Extract each line below that contains the string "wall", treating uppercase and lowercase letters as distinct.
Material for this exercise start
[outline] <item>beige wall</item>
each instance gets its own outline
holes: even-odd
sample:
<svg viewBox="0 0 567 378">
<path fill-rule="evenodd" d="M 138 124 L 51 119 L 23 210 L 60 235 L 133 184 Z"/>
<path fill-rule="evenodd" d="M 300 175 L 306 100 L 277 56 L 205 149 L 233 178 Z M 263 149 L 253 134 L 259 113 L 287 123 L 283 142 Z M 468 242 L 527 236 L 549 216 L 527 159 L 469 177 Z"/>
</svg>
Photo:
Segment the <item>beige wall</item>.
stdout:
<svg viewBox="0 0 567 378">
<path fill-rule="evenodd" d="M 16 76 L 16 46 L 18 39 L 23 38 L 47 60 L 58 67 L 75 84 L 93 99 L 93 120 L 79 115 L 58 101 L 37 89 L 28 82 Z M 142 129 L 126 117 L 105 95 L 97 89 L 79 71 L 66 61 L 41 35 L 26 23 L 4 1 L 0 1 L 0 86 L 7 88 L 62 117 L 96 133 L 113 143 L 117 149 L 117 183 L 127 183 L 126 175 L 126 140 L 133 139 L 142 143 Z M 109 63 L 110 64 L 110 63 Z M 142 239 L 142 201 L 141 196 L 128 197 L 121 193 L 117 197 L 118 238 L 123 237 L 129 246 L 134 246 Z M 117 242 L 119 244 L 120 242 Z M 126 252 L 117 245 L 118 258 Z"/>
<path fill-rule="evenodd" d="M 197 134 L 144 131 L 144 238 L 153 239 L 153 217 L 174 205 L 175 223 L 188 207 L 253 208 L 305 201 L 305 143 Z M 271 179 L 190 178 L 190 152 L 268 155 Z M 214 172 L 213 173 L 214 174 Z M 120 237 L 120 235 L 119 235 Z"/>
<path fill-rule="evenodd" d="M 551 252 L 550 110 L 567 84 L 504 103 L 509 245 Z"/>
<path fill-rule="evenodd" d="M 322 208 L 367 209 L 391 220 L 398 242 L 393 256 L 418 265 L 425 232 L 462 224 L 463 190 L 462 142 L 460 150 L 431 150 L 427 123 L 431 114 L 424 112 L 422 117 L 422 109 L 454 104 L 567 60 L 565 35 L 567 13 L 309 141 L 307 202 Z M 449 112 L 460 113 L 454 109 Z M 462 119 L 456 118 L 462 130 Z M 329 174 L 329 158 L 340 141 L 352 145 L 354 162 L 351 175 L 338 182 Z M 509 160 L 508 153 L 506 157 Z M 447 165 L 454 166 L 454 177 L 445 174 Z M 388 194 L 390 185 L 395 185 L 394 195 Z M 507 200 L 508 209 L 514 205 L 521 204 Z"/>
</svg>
Material for this exercise end
Material for this exercise start
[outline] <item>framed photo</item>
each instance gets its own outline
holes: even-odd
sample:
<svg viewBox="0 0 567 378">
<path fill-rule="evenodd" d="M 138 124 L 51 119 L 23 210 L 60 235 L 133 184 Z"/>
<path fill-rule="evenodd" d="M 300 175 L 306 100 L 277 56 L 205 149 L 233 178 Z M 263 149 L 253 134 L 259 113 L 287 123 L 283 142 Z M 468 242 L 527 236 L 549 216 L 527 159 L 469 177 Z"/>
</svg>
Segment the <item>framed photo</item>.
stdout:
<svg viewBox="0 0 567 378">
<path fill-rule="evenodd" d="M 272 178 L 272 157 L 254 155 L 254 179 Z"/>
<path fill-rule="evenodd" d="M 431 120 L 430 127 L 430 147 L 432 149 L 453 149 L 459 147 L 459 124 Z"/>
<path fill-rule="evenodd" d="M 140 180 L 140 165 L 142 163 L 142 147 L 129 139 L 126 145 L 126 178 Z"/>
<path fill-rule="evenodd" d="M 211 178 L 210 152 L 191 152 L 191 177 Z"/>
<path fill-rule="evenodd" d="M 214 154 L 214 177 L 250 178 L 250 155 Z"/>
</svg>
Material for this exercise end
Material for this exercise start
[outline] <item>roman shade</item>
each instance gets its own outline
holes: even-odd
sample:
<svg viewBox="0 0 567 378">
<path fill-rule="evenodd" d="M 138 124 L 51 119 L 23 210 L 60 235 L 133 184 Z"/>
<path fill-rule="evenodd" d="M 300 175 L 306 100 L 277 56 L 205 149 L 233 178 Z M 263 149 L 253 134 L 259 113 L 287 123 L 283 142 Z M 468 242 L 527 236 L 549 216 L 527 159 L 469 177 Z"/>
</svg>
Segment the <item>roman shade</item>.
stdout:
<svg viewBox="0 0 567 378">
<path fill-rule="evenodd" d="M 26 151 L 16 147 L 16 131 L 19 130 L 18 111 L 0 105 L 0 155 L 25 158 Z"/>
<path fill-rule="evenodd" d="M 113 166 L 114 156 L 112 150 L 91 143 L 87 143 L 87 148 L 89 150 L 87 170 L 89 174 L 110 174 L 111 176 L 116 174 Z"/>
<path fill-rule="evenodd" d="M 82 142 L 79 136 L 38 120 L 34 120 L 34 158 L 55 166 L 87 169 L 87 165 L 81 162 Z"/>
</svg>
Material for this exercise end
- [Exercise response]
[outline] <item>beige wall</item>
Segment the <item>beige wall</item>.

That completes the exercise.